## Instructions to follow
Check the records below line by line. Give the count of lines with "point", and nothing else.
====== Material supplied
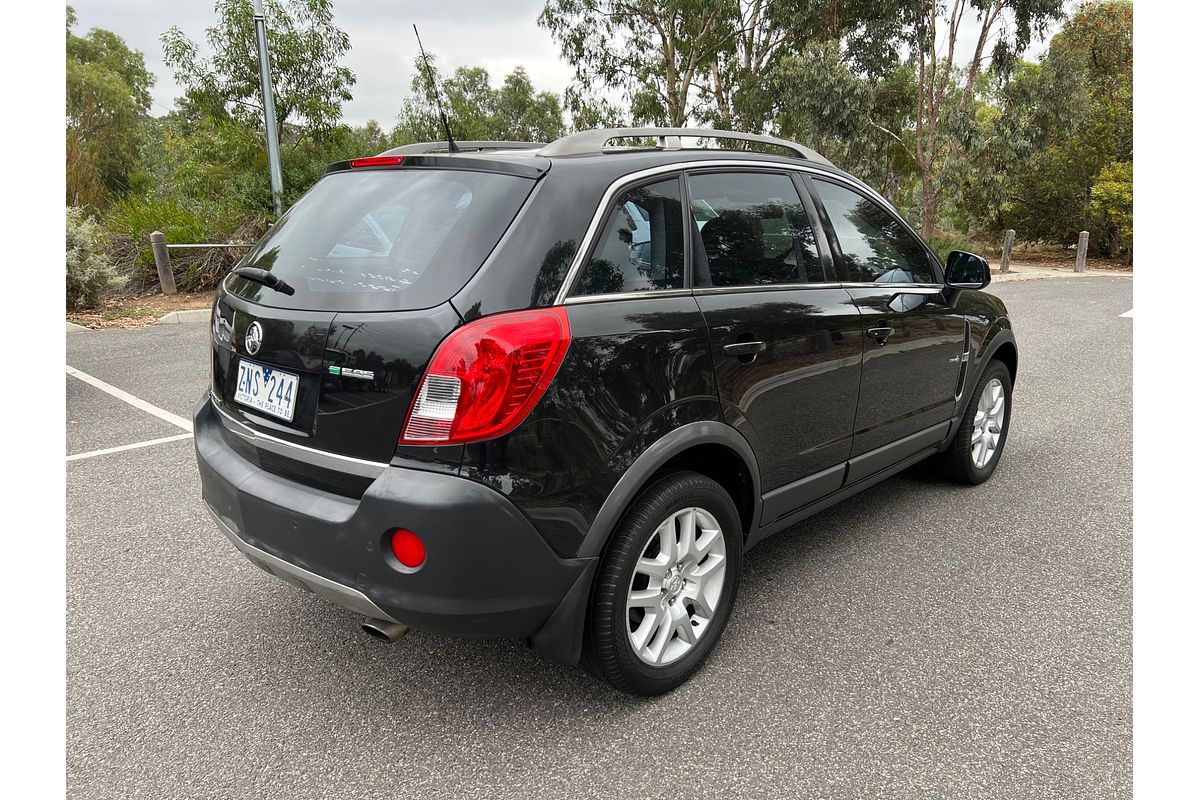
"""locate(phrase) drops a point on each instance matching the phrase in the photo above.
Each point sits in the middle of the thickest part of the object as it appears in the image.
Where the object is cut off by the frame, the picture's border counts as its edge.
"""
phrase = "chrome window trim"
============
## Problem solution
2